- Task directions -
Transcribe every entry below word for word, but skip the pictures.

___

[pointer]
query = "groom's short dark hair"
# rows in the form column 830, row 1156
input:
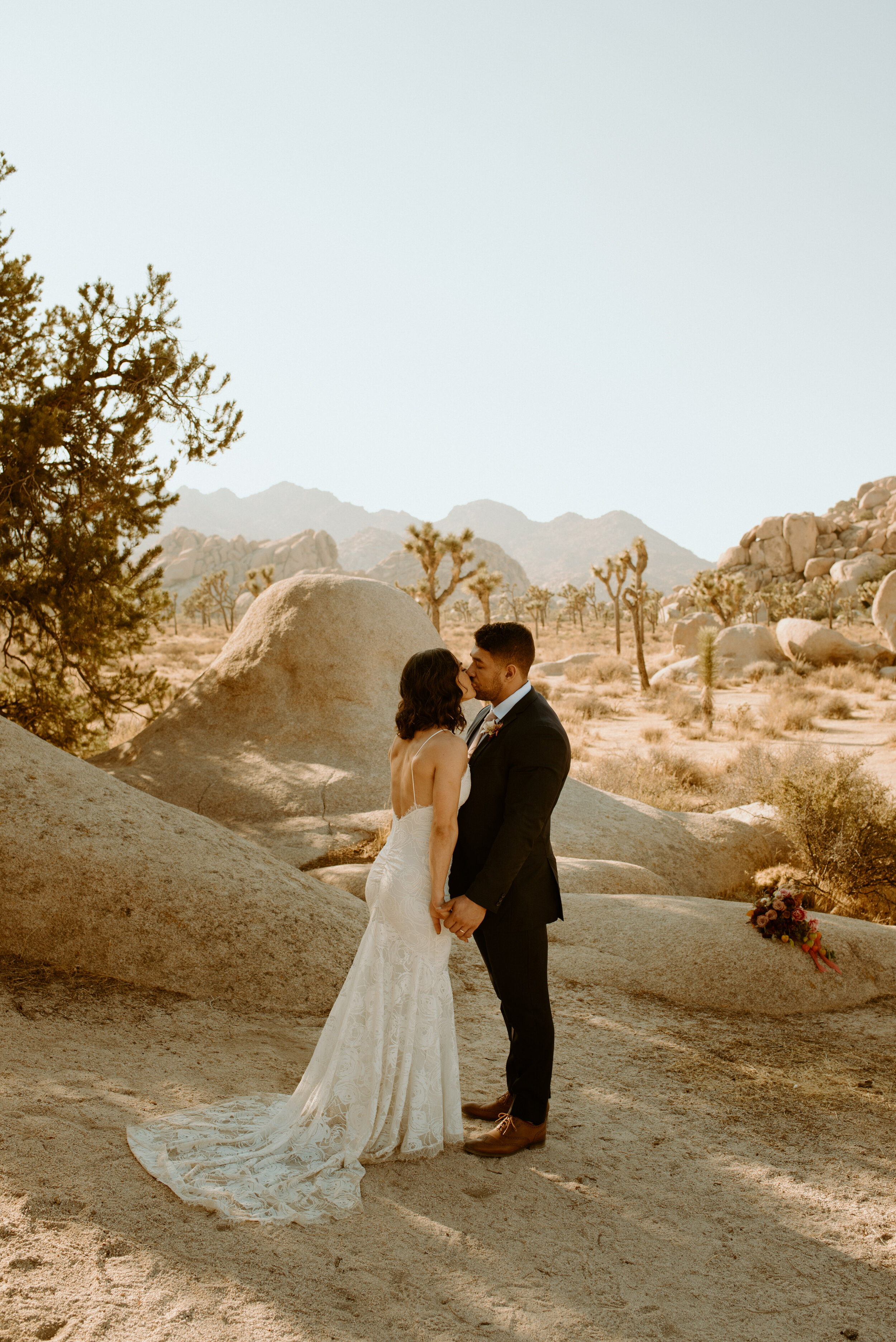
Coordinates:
column 507, row 642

___

- Exercise result -
[pointer]
query = "groom's short dark hair"
# rows in the form column 830, row 1156
input:
Coordinates:
column 507, row 642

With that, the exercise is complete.